TASK TO CARRY OUT — Carry on the piece about choosing between robots.txt and the noindex tag, starting right after its last sentence.

EXCERPT —

"""

Choosing Robots.txt or the Noindex tag
Got into a brief discussion today about whether or not certain pages should only be linked to with a rel=nofollow tag, excluded in the robots.txt file, and/or should have a meta noindex tag on the page.
Is going with all 3 overkill? What ones are necessary? And what’s the easiest best practice to implement for a site with over 800 pages?
First of all, we should clarify what exactly these three choices are.
rel=nofollow tells a search engine not to follow this link. It not only prevents Pagerank flow, but it also prevents this page from being indexed IF the search spider doesn’t find any other links to it.
Robots.txt exclusions tell a search spider not to crawl or access that particular page.
META NoIndex tells a search engine not to list that page in its search results.
These may all sound similar, but there are some very subtle difference here. To help understand these differences, it’s best to understand what type of pages we’d likely apply them to.
Examples of pages you don’t want indexed or crawled include:
- Search results pages
- Thank you pages
- Error pages
- Steps in a signup process
- any other page you wouldn’t want a user to start on or see out of context
Basically, if (by some odd fate of chance) a user searches for something and comes upon my “thank you, you have been unsubscribed from my newsletter” page, that user is going to be lost to me. Additionally, they’re going to be confused as hell about the content of the page. Did it really unsubscribe them from something?
The old school way of preventing this was simply to list the page in Robots.txt so that the spiders couldn’t crawl it – but that alone isn’t enough. Looking to our list above, robots.txt only says not to crawl a page. It doesn’t say anything about listing it in the search results; and that’s exactly what happens. If somebody else links to a page that’s forbidden in your robots.txt file, search engines may still show that page’s URL in their results pages. They won’t have any information about it, but it will still be possible for users to click the link.

"""

Excerpts from point annotation data
"""

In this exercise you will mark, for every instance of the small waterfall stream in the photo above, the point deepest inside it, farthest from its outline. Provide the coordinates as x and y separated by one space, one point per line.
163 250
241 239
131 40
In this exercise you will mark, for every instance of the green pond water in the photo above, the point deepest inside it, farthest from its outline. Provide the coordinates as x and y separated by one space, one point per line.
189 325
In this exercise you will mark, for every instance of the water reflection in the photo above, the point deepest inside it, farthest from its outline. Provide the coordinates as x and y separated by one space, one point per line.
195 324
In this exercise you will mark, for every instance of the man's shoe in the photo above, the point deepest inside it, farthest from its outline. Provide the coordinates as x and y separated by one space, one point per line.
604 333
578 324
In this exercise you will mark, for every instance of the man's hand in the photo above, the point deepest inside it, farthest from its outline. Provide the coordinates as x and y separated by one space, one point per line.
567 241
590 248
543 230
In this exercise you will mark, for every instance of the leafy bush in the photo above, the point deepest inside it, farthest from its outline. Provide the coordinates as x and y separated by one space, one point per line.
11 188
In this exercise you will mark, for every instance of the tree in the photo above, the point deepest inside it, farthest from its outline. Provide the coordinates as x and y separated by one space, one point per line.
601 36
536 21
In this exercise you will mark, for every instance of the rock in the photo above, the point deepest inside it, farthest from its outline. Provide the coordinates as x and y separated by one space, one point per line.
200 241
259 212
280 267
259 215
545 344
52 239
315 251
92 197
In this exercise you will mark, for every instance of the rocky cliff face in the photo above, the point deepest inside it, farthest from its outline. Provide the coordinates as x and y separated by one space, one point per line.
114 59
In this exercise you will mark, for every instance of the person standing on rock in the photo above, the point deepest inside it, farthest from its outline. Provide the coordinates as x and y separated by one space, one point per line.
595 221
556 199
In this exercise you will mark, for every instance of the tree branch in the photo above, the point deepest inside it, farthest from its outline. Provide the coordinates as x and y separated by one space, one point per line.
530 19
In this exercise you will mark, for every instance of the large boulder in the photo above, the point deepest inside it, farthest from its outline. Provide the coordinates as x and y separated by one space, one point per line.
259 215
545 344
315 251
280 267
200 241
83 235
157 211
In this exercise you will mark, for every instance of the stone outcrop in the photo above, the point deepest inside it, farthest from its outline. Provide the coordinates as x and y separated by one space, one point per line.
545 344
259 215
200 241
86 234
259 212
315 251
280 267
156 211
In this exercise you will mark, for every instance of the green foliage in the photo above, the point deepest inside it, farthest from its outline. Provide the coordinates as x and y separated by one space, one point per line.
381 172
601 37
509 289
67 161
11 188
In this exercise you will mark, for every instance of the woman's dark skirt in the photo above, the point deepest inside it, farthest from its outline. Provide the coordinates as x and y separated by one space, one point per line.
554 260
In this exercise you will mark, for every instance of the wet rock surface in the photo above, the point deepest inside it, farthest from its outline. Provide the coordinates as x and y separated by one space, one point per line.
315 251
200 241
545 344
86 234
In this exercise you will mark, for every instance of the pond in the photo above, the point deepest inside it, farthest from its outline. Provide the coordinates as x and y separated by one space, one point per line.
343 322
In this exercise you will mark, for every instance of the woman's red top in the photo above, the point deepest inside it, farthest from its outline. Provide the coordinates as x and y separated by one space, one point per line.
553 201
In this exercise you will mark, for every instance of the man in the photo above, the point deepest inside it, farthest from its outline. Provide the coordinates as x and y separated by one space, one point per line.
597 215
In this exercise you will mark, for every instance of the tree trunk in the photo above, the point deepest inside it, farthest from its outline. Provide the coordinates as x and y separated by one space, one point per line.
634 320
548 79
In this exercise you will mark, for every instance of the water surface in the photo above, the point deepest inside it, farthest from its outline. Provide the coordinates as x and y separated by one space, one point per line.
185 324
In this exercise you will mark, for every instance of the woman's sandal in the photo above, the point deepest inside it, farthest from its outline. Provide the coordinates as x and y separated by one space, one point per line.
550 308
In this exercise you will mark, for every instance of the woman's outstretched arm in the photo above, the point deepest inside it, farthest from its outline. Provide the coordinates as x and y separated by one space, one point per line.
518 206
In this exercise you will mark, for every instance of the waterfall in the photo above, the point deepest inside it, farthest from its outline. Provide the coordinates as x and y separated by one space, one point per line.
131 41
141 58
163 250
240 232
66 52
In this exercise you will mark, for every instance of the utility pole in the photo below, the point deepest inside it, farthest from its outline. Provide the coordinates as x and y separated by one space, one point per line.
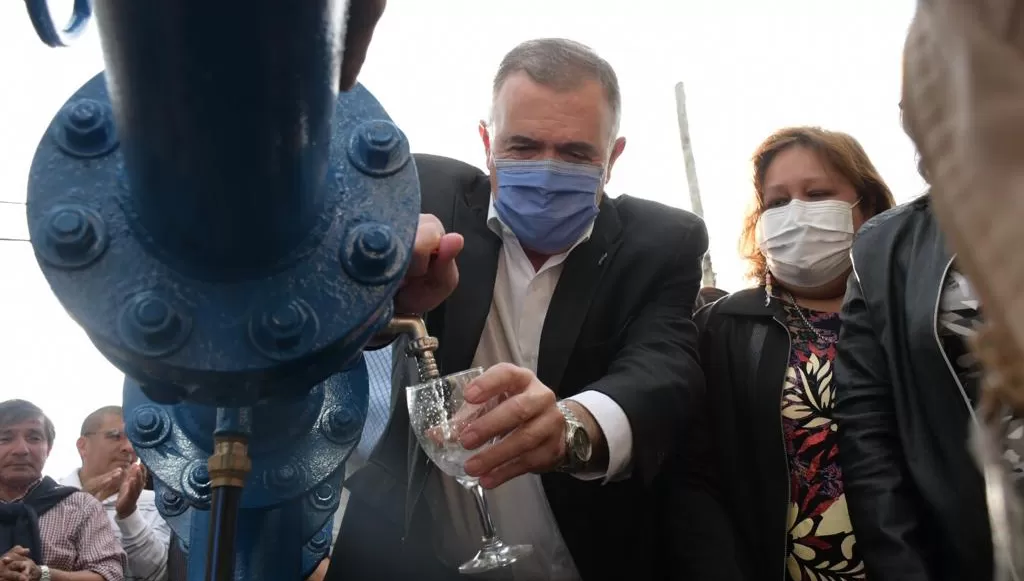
708 278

"""

RESULT —
The other problem is that suddenly all of your form action & result pages are listed in robots.txt. This can provide valuable information to attackers and other people interested in compromising your website. For that reason, I prefer not to use robots.txt for this task.
rel=nofollow eliminates the list of pages created in robots.txt, but it’s also not very effective in keeping pages out of the search results. The problem with rel=nofollow is that it just doesn’t scale. I can tell the search engines not to follow my link, but what about somebody else who links to that page? I can’t count on that not to happen, and I certainly can’t count on them to put the nofollow tag in their link either.
That’s where the Meta NoIndex tag comes in. No matter how the spider ends up on the page or who linked to it, the NoIndex tag will always be there to tell the search engines not to index this page. Additionally, search spiders will still crawl the page and follow any links on it. This can be useful to people trying to manually shape their Pagerank flow.
For those of you curious, the tag looks like this:
<META NAME="ROBOTS" CONTENT="NOINDEX, FOLLOW">
So what do I do?
I use a 2 fold method. Firstly, I make sure I put a meta noindex tag on any page I don’t want indexed. Secondly, I always make sure to put a rel=nofollow tag on any links to that page from my website. This way, I keep my Pagerank flow how I want it and prevent my confirmation pages from being listed in search engines.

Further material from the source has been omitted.